GIVEN PROBLEM
From the line that includes "Provide the segmentation of every instance of the reflection" to the last line of the records, inclusive, repeat each line exactly.

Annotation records
- - - -

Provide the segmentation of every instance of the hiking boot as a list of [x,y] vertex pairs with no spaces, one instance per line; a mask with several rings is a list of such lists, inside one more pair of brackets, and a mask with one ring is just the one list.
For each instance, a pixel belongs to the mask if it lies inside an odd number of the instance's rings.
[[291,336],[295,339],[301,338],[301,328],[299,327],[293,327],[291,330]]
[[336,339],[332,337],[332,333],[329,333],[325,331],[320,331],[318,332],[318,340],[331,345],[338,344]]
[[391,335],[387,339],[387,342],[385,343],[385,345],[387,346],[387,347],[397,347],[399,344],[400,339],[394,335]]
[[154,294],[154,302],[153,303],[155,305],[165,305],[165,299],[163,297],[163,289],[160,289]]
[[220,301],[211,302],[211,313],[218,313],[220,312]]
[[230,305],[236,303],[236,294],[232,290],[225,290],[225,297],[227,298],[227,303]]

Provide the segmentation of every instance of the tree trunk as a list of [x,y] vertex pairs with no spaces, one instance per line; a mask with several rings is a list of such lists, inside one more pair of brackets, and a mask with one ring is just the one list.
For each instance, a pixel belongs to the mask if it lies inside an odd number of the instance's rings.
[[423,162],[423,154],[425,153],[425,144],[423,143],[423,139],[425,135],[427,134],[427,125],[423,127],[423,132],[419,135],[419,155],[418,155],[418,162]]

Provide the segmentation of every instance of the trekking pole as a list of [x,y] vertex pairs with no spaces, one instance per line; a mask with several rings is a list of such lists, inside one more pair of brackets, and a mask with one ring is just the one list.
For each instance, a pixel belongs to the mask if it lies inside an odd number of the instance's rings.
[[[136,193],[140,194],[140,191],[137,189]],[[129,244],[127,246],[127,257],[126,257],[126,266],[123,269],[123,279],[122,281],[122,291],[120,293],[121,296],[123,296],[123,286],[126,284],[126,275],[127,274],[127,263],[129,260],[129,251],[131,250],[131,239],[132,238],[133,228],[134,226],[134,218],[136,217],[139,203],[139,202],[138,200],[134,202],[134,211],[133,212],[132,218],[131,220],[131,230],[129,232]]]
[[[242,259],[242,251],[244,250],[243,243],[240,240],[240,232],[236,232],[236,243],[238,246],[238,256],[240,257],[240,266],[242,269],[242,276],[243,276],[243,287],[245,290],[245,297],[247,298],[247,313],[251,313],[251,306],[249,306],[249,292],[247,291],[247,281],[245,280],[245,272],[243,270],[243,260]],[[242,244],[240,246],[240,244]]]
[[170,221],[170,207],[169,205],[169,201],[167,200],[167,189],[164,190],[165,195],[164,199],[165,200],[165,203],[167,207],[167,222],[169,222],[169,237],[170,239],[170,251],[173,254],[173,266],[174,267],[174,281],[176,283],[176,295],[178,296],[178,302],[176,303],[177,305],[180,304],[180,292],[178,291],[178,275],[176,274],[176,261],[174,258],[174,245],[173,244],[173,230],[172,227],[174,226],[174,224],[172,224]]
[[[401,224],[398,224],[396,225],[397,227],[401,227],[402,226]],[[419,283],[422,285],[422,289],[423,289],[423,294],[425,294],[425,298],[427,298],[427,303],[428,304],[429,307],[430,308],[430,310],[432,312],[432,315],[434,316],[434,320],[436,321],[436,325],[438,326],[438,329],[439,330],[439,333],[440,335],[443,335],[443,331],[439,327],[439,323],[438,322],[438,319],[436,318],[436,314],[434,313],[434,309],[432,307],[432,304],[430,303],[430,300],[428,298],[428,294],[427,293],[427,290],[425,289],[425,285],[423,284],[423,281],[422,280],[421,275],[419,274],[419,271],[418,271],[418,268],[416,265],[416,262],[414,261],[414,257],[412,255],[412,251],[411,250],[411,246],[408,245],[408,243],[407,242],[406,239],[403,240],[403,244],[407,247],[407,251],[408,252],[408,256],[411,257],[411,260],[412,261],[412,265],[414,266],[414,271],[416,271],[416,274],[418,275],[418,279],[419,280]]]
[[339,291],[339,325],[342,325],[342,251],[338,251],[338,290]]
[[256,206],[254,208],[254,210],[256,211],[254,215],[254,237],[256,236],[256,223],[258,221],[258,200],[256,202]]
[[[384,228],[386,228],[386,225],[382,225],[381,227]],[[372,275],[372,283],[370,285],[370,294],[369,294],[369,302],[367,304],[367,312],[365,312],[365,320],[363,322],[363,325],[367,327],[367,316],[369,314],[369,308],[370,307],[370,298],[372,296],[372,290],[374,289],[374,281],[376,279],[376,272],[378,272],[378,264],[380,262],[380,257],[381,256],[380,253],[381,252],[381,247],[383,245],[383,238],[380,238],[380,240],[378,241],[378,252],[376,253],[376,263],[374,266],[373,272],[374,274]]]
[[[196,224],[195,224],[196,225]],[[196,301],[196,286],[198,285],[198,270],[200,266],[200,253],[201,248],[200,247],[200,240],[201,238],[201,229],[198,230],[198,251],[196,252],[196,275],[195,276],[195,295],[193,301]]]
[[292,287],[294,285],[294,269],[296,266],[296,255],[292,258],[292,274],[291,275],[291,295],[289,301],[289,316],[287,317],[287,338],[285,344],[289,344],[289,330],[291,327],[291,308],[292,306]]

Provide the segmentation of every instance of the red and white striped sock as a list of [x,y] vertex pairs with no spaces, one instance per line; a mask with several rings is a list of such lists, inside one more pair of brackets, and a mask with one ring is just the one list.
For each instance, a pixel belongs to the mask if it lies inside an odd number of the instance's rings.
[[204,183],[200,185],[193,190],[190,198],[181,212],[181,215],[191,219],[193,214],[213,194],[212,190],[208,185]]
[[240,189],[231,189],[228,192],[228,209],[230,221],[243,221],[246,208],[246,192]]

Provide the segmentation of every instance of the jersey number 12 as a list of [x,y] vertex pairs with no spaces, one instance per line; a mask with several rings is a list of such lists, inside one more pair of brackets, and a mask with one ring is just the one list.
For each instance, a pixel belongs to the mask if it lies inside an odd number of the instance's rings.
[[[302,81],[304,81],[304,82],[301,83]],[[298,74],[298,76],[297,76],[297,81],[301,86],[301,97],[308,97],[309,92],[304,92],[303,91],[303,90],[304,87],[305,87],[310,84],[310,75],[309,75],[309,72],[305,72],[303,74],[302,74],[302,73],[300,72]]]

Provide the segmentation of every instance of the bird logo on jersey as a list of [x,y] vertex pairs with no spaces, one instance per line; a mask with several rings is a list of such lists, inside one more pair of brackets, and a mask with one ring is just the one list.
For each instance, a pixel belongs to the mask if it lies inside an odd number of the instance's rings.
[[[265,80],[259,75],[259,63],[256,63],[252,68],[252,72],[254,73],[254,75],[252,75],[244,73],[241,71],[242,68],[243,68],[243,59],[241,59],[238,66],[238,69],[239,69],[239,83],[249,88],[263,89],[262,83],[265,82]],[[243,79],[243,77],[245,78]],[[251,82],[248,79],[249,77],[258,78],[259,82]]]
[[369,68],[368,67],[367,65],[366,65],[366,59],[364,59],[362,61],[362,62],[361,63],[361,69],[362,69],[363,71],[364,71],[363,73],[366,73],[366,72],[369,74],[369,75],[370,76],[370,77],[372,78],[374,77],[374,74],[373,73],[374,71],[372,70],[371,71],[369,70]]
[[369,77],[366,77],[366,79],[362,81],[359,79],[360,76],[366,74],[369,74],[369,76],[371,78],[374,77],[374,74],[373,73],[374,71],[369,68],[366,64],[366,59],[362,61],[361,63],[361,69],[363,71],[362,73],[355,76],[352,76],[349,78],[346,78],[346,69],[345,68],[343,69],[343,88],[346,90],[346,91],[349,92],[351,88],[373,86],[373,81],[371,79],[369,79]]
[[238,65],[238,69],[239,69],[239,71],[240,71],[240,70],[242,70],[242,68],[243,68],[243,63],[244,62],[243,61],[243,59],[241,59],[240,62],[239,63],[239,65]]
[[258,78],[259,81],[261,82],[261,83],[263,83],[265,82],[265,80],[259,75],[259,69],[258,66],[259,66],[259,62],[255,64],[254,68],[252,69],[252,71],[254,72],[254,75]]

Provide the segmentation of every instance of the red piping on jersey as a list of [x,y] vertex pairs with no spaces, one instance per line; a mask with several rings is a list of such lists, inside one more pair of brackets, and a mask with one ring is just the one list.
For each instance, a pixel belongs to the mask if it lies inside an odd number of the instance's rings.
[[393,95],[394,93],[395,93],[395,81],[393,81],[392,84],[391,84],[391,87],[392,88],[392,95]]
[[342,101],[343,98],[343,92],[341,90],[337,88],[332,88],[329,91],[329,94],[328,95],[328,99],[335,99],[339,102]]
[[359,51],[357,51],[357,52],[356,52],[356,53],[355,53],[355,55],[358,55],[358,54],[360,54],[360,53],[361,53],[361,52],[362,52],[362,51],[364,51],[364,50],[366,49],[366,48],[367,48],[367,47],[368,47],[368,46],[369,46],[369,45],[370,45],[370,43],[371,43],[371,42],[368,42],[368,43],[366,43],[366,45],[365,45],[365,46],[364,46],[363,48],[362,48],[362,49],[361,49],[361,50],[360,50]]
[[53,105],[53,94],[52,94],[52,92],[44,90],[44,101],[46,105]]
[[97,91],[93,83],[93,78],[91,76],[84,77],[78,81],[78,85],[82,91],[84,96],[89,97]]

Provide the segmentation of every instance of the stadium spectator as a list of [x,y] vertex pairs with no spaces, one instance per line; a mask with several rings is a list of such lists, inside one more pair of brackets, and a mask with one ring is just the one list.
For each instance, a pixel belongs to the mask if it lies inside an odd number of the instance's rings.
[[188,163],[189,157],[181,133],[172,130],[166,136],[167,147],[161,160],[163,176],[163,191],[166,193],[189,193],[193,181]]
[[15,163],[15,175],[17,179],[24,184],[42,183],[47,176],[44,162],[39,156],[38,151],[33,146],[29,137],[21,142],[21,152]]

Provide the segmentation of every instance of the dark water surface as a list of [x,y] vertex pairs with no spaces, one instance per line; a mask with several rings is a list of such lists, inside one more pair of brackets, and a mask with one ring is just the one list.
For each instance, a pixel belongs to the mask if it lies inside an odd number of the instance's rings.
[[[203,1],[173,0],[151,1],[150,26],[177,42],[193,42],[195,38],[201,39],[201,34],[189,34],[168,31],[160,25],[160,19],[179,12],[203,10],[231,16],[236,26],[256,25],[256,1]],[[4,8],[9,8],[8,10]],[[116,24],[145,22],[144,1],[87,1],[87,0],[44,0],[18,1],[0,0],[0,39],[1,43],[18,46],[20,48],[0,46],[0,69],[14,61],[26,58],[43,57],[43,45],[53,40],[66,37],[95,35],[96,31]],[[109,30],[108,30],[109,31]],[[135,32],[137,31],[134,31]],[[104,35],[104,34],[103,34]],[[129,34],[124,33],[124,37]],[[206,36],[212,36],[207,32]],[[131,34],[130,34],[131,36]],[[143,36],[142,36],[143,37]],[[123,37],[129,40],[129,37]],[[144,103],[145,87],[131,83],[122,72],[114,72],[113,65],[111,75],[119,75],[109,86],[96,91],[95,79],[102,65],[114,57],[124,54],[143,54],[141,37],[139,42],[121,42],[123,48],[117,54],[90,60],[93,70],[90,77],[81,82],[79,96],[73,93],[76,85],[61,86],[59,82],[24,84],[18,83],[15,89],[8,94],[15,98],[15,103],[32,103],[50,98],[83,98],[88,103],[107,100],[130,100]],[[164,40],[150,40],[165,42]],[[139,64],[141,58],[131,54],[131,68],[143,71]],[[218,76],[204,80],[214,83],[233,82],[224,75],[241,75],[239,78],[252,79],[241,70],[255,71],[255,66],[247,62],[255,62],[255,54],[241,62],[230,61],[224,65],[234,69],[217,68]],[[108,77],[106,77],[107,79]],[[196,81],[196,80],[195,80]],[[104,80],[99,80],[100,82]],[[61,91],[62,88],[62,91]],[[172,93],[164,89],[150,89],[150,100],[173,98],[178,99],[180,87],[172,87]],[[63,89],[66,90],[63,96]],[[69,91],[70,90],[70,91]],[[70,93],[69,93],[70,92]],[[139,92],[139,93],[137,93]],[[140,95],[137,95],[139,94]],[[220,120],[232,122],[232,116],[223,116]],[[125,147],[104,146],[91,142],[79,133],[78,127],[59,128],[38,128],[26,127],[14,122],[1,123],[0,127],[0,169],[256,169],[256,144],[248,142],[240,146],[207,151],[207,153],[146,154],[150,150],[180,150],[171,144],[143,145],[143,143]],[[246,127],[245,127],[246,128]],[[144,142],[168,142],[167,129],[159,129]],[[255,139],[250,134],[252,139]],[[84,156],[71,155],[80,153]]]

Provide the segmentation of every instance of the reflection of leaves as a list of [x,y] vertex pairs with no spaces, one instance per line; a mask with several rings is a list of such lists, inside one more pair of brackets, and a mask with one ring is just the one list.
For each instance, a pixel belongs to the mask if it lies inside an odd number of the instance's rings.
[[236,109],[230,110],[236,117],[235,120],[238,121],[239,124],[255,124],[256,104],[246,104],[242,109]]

- - - -

ANSWER TO THIS PROBLEM
Provide the segmentation of every instance of the reflection of leaves as a list of [x,y] vertex pairs with no spaces, one instance per line; a mask with several rings is a list of such lists, inside one more pair of brackets, and a mask with one ring is just the one list.
For each instance, a pixel belongs to the mask if it lies inside an odd number of the instance's rings.
[[236,109],[230,110],[236,117],[235,120],[238,121],[239,124],[255,124],[256,104],[246,104],[242,109]]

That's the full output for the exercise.